(About this exercise): Reproduce every line of the data, exactly and without its pictures.

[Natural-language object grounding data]
***
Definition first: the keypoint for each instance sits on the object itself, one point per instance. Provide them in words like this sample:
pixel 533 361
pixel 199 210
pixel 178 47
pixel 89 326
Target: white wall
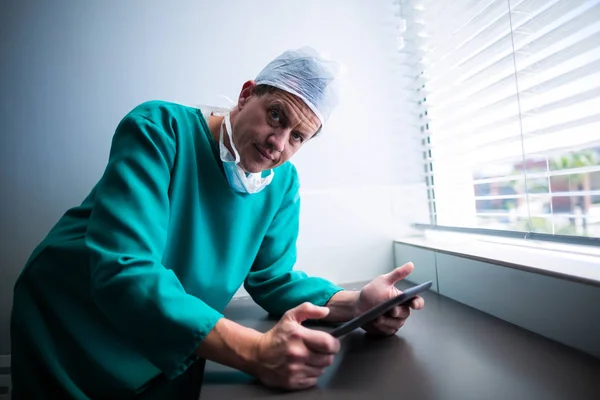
pixel 70 70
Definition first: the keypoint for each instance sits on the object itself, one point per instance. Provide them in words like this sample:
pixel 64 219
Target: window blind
pixel 509 97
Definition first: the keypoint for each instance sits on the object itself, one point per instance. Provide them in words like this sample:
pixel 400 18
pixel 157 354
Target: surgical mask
pixel 238 179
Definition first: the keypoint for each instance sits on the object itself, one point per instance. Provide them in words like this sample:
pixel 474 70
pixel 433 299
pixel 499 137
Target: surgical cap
pixel 308 75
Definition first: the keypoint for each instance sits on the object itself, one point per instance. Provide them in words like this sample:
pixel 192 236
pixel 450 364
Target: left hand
pixel 381 289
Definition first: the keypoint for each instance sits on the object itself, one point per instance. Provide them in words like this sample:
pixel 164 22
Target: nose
pixel 278 139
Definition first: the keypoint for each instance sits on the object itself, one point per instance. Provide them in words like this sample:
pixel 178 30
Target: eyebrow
pixel 284 112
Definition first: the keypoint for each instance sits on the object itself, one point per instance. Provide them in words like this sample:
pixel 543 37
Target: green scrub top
pixel 126 286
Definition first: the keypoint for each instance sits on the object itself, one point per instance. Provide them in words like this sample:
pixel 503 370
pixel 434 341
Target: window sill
pixel 566 261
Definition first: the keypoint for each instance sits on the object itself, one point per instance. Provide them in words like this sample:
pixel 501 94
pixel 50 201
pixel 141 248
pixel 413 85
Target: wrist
pixel 231 344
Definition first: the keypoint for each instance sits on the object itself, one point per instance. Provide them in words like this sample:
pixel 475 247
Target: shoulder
pixel 287 180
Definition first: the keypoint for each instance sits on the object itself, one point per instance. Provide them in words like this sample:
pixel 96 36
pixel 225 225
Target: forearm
pixel 231 344
pixel 342 306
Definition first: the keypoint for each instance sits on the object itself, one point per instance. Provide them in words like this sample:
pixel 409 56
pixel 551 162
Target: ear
pixel 246 93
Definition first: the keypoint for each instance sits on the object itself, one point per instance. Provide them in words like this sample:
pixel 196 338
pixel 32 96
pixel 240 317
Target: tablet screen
pixel 380 309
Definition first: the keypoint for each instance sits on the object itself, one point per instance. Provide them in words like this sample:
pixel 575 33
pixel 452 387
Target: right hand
pixel 291 356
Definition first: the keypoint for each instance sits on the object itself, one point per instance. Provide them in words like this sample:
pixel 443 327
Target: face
pixel 269 129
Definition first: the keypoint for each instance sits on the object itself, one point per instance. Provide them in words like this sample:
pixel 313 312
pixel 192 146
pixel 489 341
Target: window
pixel 509 92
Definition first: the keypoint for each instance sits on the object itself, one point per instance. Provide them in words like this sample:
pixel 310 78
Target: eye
pixel 275 116
pixel 297 137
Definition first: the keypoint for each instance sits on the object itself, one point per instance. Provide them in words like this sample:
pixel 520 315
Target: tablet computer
pixel 379 310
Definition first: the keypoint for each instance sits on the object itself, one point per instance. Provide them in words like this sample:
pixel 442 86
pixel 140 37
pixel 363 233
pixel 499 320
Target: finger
pixel 399 273
pixel 304 383
pixel 312 372
pixel 401 312
pixel 389 325
pixel 306 311
pixel 319 360
pixel 319 341
pixel 417 303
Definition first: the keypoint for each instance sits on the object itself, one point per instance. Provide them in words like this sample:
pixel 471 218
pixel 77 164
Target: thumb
pixel 399 273
pixel 307 311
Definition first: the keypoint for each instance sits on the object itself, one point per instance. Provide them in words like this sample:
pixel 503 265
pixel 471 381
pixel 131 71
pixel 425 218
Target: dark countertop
pixel 445 351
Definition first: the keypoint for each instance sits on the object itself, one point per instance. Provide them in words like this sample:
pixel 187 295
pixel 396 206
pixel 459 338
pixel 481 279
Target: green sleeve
pixel 126 237
pixel 272 282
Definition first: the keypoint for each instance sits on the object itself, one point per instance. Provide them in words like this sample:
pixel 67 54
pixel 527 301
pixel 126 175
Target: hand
pixel 291 356
pixel 381 289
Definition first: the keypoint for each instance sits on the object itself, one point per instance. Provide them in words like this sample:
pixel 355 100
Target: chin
pixel 253 169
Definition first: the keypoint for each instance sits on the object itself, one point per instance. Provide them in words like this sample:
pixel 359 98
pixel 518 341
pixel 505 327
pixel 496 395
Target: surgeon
pixel 124 297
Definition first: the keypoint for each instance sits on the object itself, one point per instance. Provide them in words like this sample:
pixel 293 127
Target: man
pixel 124 297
***
(Answer to the problem):
Definition first: the keypoint for each instance sits on the object itself, one point per instance. Provide them in words like this sample:
pixel 533 361
pixel 199 210
pixel 178 47
pixel 89 326
Target: white wall
pixel 70 70
Definition first: the keypoint for each instance sits on the object itself, one point per instance. Provide them in words like this sample:
pixel 64 219
Target: window blind
pixel 509 97
Definition first: the keypoint for each instance sits on the object itself, one point per instance. Provide them in words like this sample:
pixel 400 18
pixel 157 354
Target: surgical mask
pixel 238 179
Definition first: the keypoint for each instance sits on the object itself, one point per instance. Provide them in words like this sample:
pixel 474 70
pixel 433 299
pixel 499 137
Target: surgical cap
pixel 308 75
Definition first: the keypoint for each instance sits on the object itself, one point per instance. Provide them in words like this sample:
pixel 192 236
pixel 450 364
Target: left hand
pixel 381 289
Definition first: the keypoint for each instance sits on the object itself, one point per instance. Provide them in words like this sample:
pixel 164 22
Target: nose
pixel 278 139
Definition first: the keypoint for each instance sits on the object itself, one point per instance. Provide them in words like this sample:
pixel 178 30
Target: eyebrow
pixel 284 112
Definition first: the keypoint for each instance sits on the object itself, one point per instance. Provide them in words like this sample:
pixel 543 37
Target: green scrub top
pixel 126 286
Definition first: the keypoint for each instance sits on the object itself, one point per instance. Provide them in words like this sample:
pixel 503 370
pixel 434 341
Target: window sill
pixel 566 261
Definition first: the keypoint for each instance sits on the object itself, one point per instance. Provide them in words like this sample:
pixel 501 94
pixel 50 201
pixel 141 248
pixel 413 85
Target: wrist
pixel 231 344
Definition first: the keypoint for each instance sits on the object itself, one point per instance. Provide them in words like this sample:
pixel 475 247
Target: shoulder
pixel 287 180
Definition first: the keypoint for each instance sits on the object itself, one point per instance. Provide them in words like this sample:
pixel 96 36
pixel 225 225
Target: forearm
pixel 231 344
pixel 342 306
Definition first: the keypoint for each instance sits on the object itself, one point per instance. Provide them in words like this sample:
pixel 409 56
pixel 551 162
Target: ear
pixel 246 93
Definition first: the keypoint for each instance sits on the object itself, one point per instance. Provide them in words like this sample:
pixel 196 338
pixel 32 96
pixel 240 317
Target: tablet screen
pixel 380 309
Definition first: the keypoint for each instance sits on the object itself, one point per instance. Provide them in words like this sample:
pixel 575 33
pixel 452 387
Target: right hand
pixel 291 356
Definition first: the keypoint for each instance sits on the object itself, one point per instance. Provide them in words like this sample:
pixel 443 327
Target: face
pixel 269 129
Definition first: the keypoint for each instance sits on the object itself, one point per instance. Provide them in words like this sample:
pixel 313 312
pixel 192 146
pixel 489 341
Target: window
pixel 509 92
Definition first: the keypoint for each instance sits on the object itself, one point per instance. Provide them in words like this sample:
pixel 310 78
Target: eye
pixel 275 116
pixel 297 137
Definition first: the keypoint for each instance sits on the object itself, one point per instance. Provide them in words like this sample:
pixel 520 315
Target: tablet computer
pixel 379 310
Definition first: the keypoint for each instance sits on the object itself, one point per instance. Provide them in words like this sample:
pixel 442 86
pixel 140 37
pixel 363 233
pixel 499 320
Target: finger
pixel 399 273
pixel 304 383
pixel 312 372
pixel 401 312
pixel 389 325
pixel 306 311
pixel 319 360
pixel 319 341
pixel 417 303
Definition first: the keypoint for each instance sits on the object itself, one point per instance. Provide them in words like this sample:
pixel 471 218
pixel 77 164
Target: thumb
pixel 399 273
pixel 307 311
Definition first: the keypoint for each instance sits on the object itself, one point per instance. Provide them in words like this sample:
pixel 503 265
pixel 471 381
pixel 131 71
pixel 425 218
Target: dark countertop
pixel 445 351
Definition first: the keypoint for each instance sits on the object itself, one point per instance. Provide them in words like this sample:
pixel 187 295
pixel 396 206
pixel 459 338
pixel 481 279
Target: green sleeve
pixel 126 237
pixel 272 282
Definition first: the keypoint for each instance sits on the object itself, one point per instance. Provide them in words like this sample:
pixel 67 54
pixel 527 301
pixel 126 175
Target: hand
pixel 291 356
pixel 381 289
Definition first: the keypoint for each instance sits on the object itself, one point per instance. Provide them in words like this sample:
pixel 355 100
Target: chin
pixel 253 169
Definition first: the keypoint for each instance sits on the object itself, one point per instance. Provide them in words like this sample:
pixel 359 98
pixel 518 341
pixel 505 327
pixel 496 395
Target: surgeon
pixel 124 297
Definition first: the keypoint for each instance sits on the object itself, one point per instance. Provide them in words like this sample:
pixel 293 127
Target: man
pixel 124 297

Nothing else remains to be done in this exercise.